» Task requirements
Reproduce the material below word for word, from its first line through the line containing "[(203, 141), (151, 168), (176, 145)]", including that line. Leave the pictures out of your copy.

» Provided data
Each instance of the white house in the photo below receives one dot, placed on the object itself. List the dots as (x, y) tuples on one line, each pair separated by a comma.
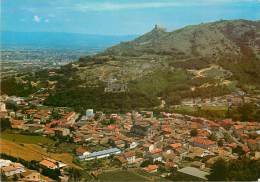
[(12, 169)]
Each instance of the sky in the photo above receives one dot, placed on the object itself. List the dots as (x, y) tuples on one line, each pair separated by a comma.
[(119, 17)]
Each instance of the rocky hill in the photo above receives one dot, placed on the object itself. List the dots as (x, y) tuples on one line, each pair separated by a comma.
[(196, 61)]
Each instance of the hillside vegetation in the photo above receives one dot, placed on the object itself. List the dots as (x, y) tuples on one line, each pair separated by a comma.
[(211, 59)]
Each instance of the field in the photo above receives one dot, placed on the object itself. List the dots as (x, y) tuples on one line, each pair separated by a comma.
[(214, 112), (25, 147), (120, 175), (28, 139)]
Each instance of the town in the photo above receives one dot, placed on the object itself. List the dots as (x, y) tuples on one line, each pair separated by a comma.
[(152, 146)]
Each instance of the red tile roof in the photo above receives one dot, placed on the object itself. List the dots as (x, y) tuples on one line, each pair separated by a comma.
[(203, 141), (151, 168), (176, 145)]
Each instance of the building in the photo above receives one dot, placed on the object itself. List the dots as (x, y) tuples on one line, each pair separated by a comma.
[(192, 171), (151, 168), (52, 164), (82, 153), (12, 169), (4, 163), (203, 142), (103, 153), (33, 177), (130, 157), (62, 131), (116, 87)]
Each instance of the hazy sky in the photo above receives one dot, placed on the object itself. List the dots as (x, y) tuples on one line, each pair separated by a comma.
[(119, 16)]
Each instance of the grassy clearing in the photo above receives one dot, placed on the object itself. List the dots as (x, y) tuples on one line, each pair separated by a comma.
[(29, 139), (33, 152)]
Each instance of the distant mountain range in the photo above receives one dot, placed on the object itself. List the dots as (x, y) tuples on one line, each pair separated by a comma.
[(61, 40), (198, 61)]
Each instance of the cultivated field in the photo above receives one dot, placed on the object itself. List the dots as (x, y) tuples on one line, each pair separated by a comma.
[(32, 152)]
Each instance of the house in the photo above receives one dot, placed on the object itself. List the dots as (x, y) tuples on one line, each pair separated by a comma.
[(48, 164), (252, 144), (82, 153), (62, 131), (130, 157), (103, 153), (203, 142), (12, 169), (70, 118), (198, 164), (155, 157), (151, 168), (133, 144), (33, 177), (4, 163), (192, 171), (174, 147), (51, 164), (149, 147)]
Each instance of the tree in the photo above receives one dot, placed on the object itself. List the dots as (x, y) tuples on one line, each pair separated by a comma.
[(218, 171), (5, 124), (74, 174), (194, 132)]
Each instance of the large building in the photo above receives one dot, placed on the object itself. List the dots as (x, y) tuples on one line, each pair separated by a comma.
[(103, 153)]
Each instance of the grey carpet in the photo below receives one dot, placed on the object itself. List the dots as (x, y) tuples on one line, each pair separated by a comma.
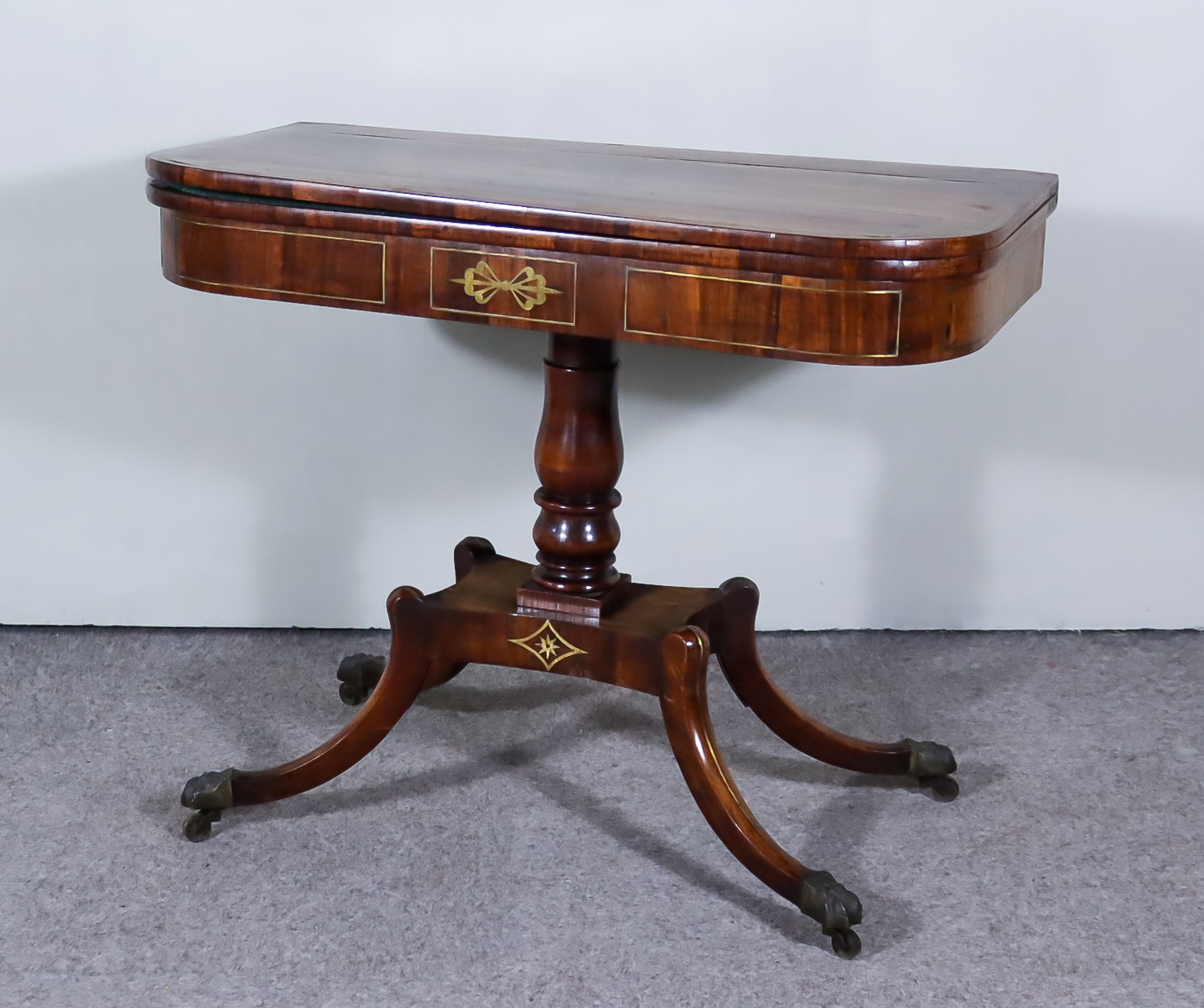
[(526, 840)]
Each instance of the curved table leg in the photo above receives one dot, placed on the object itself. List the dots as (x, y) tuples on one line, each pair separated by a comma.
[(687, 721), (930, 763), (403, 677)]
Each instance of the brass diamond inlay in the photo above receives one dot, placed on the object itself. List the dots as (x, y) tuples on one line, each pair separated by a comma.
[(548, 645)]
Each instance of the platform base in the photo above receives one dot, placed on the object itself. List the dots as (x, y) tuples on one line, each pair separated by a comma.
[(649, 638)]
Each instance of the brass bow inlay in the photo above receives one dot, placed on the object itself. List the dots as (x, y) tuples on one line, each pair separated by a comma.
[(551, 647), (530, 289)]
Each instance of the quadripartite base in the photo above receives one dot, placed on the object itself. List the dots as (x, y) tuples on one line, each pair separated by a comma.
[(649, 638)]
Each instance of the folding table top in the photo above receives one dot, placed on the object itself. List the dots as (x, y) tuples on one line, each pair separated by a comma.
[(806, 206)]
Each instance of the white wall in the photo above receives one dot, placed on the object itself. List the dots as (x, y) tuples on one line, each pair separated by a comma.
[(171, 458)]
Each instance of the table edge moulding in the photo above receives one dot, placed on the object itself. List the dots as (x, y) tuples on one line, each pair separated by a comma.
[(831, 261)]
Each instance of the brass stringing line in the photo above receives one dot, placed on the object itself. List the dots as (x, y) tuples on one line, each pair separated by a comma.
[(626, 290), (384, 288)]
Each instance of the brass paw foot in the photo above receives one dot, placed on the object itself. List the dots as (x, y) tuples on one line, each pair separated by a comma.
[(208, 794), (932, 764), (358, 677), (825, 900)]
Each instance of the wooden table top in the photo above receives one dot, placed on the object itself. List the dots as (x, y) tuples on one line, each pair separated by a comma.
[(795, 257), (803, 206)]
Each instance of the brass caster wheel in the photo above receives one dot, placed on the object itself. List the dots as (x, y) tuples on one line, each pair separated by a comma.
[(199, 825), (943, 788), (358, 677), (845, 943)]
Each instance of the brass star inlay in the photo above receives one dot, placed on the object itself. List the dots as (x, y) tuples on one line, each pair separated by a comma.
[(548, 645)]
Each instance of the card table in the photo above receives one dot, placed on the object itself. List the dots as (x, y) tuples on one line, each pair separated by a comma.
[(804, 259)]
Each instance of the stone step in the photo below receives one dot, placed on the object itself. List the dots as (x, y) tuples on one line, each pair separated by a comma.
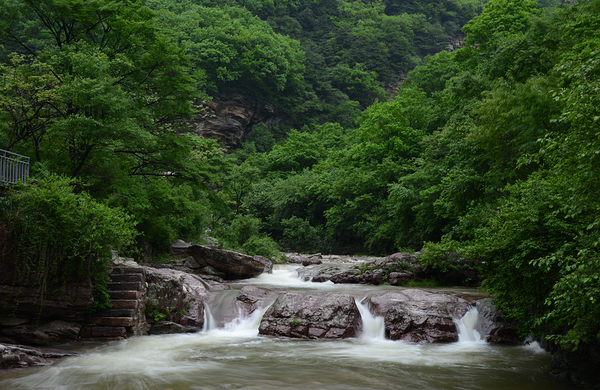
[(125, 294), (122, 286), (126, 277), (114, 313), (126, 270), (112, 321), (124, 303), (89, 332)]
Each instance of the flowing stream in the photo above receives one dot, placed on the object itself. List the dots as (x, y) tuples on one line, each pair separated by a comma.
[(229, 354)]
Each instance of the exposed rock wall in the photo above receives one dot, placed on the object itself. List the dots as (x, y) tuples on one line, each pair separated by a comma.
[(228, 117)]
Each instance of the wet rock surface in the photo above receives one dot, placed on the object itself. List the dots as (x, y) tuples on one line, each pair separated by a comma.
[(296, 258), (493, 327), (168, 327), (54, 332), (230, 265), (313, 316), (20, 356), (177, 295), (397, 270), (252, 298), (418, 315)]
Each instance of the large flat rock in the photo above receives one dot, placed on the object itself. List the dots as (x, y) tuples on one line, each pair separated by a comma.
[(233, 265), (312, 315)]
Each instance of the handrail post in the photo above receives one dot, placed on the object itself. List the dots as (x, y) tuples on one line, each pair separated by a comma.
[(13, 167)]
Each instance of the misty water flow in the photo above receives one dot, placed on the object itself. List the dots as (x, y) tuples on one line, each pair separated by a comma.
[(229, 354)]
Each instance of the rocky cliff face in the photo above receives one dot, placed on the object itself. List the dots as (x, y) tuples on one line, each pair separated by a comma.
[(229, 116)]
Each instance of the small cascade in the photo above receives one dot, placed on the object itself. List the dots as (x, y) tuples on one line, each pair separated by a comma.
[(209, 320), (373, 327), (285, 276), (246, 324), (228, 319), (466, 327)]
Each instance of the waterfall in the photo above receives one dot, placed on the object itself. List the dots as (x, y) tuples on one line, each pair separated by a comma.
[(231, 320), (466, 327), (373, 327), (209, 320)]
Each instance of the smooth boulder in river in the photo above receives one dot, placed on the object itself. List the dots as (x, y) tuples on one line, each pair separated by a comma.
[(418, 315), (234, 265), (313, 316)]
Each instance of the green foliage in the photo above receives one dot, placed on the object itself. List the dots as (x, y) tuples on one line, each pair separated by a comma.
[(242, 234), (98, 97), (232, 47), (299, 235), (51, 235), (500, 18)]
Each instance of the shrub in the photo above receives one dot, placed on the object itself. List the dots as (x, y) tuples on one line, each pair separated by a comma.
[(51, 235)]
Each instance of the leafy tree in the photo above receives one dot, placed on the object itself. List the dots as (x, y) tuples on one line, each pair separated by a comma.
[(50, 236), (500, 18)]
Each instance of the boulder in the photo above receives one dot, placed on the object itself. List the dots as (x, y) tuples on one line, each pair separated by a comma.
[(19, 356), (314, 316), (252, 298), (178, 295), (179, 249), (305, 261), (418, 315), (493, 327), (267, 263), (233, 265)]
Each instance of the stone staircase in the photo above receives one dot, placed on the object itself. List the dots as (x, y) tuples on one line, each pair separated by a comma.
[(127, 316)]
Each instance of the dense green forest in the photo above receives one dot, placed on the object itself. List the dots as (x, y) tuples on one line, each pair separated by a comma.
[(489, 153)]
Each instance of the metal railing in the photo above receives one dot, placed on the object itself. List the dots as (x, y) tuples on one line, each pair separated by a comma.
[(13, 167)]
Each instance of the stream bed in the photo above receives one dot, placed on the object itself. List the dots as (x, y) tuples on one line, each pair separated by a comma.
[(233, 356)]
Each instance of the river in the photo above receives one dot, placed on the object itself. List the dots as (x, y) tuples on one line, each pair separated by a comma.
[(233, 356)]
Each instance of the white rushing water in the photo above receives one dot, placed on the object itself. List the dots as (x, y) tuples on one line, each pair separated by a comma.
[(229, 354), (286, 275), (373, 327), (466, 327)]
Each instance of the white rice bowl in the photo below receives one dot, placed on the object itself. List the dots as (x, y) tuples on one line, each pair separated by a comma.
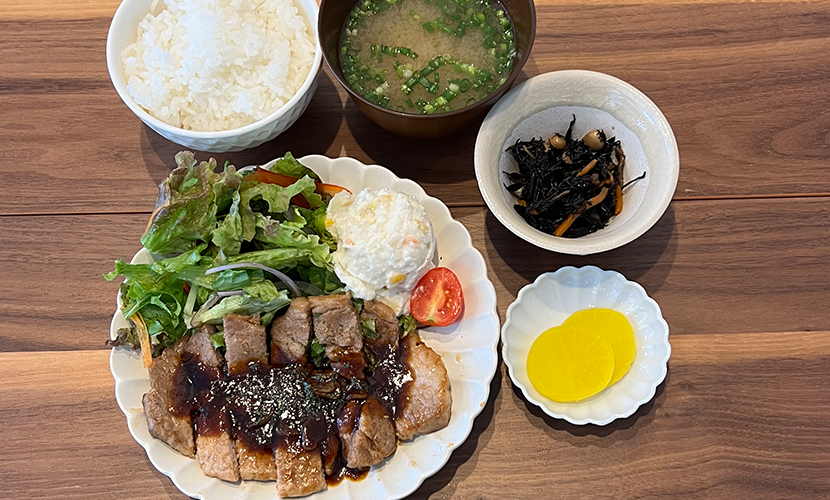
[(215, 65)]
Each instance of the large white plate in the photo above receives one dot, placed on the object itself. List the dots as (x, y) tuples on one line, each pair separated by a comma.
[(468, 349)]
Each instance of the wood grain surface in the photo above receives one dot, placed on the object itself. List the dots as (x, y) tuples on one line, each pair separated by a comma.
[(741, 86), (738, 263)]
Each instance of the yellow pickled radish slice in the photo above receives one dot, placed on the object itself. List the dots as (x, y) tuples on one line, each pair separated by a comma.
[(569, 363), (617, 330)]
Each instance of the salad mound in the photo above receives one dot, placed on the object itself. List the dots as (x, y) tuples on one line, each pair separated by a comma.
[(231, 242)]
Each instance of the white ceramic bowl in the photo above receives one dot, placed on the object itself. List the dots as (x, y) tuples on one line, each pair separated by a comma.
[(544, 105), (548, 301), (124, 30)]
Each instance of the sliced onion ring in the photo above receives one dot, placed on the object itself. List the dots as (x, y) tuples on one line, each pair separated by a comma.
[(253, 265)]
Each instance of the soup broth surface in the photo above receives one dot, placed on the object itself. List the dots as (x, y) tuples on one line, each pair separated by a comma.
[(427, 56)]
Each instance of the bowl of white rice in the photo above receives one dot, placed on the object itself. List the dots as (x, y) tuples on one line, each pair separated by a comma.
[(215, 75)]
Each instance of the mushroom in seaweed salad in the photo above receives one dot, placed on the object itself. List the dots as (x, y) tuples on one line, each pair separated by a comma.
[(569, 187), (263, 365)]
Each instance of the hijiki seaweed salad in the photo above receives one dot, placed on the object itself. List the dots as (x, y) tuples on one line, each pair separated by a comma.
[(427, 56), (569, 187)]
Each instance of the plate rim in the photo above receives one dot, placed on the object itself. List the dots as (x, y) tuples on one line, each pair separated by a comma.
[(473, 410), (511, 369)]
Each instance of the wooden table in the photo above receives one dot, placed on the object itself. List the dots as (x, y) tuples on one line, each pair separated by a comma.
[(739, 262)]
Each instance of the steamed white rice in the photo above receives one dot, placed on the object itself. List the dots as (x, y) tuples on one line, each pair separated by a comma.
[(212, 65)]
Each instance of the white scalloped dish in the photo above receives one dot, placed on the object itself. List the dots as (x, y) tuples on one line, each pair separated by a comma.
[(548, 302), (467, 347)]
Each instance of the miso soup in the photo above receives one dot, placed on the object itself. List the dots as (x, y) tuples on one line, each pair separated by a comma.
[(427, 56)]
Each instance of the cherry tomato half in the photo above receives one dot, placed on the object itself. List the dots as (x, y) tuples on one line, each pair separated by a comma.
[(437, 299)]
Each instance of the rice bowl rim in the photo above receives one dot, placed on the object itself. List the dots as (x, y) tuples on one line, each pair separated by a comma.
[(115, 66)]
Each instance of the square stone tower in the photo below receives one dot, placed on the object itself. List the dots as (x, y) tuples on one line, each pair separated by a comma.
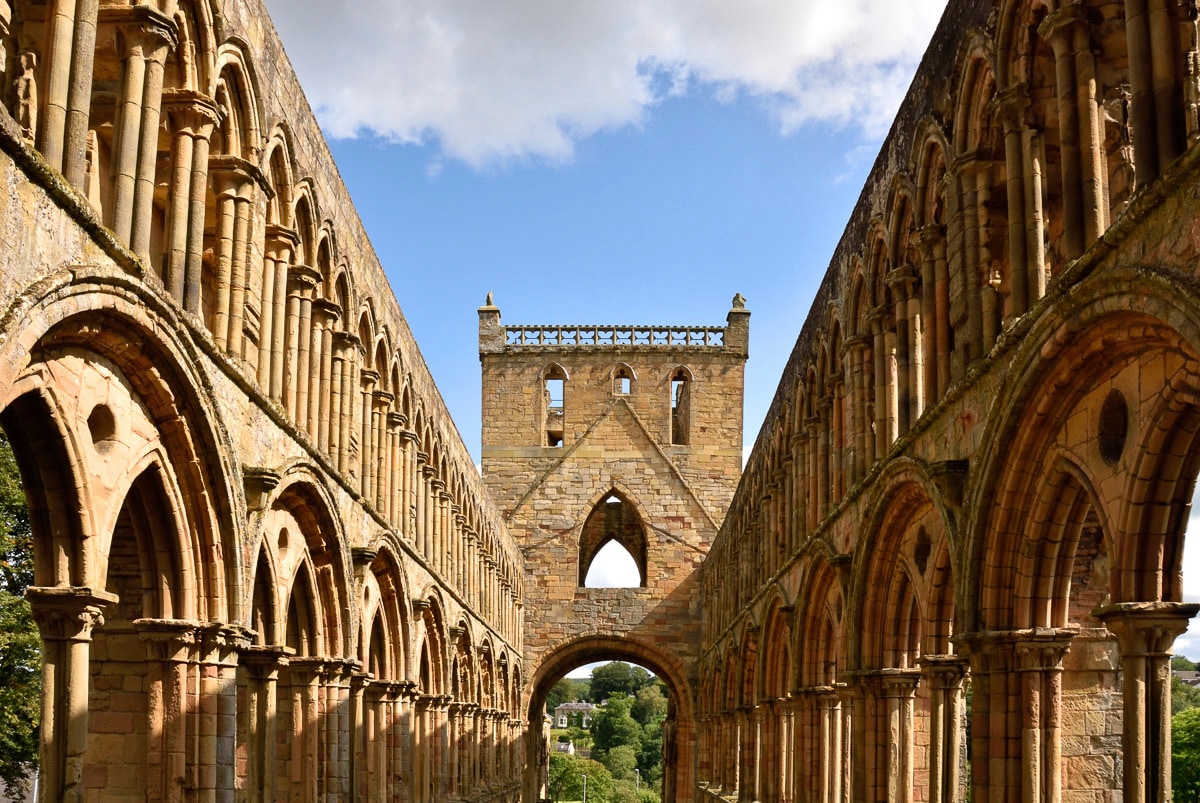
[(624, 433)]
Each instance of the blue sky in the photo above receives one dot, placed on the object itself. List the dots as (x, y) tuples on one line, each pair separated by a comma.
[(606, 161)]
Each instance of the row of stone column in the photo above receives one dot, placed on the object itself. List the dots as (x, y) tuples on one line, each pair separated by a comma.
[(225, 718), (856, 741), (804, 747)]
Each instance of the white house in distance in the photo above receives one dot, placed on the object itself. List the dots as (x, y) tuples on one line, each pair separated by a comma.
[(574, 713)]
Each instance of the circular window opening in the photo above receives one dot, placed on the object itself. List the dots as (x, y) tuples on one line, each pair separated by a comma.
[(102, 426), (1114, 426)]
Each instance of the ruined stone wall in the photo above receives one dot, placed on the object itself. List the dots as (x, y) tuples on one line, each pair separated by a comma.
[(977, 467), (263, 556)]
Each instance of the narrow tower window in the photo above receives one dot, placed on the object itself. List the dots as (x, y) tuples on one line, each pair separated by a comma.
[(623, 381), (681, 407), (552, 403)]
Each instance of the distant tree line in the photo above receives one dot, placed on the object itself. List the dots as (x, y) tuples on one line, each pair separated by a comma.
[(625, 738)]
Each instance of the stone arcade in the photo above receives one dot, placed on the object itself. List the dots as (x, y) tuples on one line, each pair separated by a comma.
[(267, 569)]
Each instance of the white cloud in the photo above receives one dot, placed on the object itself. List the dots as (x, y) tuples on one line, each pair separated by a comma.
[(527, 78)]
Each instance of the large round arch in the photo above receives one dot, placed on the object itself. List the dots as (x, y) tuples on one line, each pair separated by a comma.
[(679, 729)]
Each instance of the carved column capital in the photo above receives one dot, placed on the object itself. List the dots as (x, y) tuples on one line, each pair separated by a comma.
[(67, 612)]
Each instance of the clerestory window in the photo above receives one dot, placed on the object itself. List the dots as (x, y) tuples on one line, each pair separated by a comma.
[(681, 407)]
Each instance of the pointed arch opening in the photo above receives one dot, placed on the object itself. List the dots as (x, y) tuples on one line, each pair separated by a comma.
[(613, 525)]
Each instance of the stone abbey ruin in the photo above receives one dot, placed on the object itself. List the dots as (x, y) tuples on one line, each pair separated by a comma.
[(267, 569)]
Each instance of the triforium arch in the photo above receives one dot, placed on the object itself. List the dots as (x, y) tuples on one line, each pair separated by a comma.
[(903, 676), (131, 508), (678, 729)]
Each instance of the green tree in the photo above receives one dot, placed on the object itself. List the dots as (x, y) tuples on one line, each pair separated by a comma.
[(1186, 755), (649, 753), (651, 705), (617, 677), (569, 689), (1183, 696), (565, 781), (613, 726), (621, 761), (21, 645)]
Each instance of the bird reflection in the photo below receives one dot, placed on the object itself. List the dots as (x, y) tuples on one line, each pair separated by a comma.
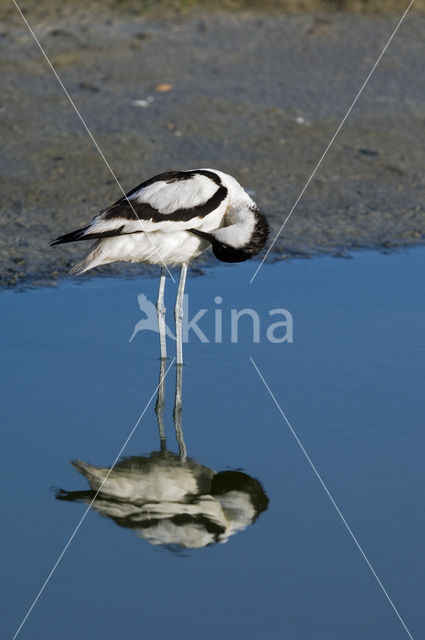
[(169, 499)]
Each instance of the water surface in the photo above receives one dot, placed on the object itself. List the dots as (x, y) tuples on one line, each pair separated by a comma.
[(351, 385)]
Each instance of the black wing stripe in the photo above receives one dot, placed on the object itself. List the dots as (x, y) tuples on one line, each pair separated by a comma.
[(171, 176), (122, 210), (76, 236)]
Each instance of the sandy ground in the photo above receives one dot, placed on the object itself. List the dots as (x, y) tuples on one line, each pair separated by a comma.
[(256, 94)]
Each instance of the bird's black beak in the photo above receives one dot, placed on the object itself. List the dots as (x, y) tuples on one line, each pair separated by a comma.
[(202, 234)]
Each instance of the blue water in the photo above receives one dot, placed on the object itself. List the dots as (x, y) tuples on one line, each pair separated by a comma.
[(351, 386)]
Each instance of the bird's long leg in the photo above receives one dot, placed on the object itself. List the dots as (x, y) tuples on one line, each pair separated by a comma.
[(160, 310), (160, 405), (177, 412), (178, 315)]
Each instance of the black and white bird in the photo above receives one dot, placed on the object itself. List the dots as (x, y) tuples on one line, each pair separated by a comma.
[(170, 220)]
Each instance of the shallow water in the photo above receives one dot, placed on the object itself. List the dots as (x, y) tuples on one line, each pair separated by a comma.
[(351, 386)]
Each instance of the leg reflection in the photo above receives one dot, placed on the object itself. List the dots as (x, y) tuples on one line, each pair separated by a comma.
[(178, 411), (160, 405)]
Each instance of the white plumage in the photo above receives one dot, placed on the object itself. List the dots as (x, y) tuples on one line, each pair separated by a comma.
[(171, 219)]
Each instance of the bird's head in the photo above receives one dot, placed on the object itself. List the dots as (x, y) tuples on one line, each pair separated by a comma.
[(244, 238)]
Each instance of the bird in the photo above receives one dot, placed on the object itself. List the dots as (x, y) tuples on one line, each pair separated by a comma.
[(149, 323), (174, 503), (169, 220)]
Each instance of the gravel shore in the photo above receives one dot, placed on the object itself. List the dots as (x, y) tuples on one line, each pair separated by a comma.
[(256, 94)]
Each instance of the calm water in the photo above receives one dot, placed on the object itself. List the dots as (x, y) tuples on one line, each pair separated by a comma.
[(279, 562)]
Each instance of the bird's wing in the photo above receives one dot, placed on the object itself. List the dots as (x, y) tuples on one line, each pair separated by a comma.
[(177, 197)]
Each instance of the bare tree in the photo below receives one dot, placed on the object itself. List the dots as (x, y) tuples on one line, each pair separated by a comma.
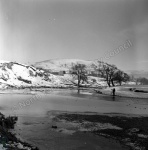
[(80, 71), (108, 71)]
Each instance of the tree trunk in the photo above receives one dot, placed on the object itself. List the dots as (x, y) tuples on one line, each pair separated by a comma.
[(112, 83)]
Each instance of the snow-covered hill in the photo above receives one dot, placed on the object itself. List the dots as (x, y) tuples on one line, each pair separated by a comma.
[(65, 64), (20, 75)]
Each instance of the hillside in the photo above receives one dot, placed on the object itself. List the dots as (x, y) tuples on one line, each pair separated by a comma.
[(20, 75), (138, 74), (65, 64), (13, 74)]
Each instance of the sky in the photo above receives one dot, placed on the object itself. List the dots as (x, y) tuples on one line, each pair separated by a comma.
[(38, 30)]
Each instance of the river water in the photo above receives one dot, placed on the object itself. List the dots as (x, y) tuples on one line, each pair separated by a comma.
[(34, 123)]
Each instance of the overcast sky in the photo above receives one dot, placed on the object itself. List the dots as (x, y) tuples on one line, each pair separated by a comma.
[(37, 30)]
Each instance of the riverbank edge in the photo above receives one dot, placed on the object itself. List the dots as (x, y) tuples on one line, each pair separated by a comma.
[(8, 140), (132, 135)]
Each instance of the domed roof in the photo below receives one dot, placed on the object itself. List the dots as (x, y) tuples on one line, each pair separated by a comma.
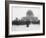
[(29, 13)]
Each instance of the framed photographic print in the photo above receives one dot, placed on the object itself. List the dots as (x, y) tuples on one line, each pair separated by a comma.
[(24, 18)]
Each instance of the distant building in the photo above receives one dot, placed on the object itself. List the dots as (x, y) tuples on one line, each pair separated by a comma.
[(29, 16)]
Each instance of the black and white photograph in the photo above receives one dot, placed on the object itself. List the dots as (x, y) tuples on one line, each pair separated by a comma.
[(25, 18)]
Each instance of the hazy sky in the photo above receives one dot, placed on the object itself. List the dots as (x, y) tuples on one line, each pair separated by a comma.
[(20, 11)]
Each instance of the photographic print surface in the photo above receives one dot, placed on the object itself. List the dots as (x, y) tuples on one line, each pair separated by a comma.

» Solution to this problem
Each instance of the white house in the photo below receives one dot, placed on the object itself. List the dots as (x, y) tuples on one line, each pair separated by a comma.
[(12, 169)]
Each instance of the sky in the photo above receives one dot, placed on the object itself. List the dots as (x, y) tuples on one line, each pair separated by a comma.
[(119, 17)]
Each instance of the rocky hill in the photo above receives one dot, placed on the object itself. List the dots as (x, y) tuples on one line, each pair separated by a comma.
[(196, 61)]
Each instance of the hillside vegetation in the photo above receives one dot, placed on the object itself. List the dots as (x, y) tuples on one line, each pair separated by a comma.
[(211, 59)]
Each instance of the field in the photo above receives one dot, placed on the object itself. List the dots as (x, y) tuples on one line, each pair separated by a comma.
[(214, 112), (25, 147), (120, 175), (28, 139)]
Each instance of the town in the photo above receives one dot, placed on the object itself. List the dots as (x, y) tuples on one line, each pair separated by a comma.
[(152, 146)]
Each instance of the red tile roof in the photo above receives one dot, placed on the object itself. List the dots as (x, y) tuples on one line, each pair separated by a comma.
[(203, 141), (151, 168), (176, 145)]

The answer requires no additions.